#### [Task directions]
Drop every picture, then repeat the records exactly.

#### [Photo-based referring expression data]
=======

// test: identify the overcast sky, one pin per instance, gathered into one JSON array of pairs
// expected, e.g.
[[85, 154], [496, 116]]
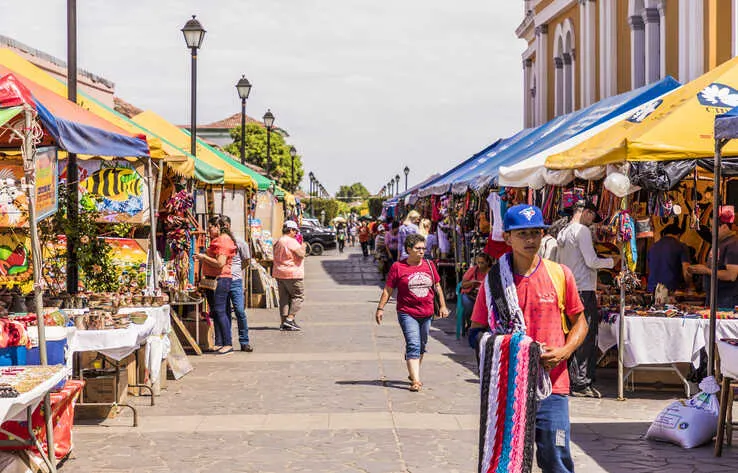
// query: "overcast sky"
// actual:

=======

#### [Result of this exercise]
// test: identify the overcast sky, one pin per instance, gathered into one JSON array of pairs
// expected, e.g.
[[85, 154], [496, 116]]
// query: "overcast sky"
// actual:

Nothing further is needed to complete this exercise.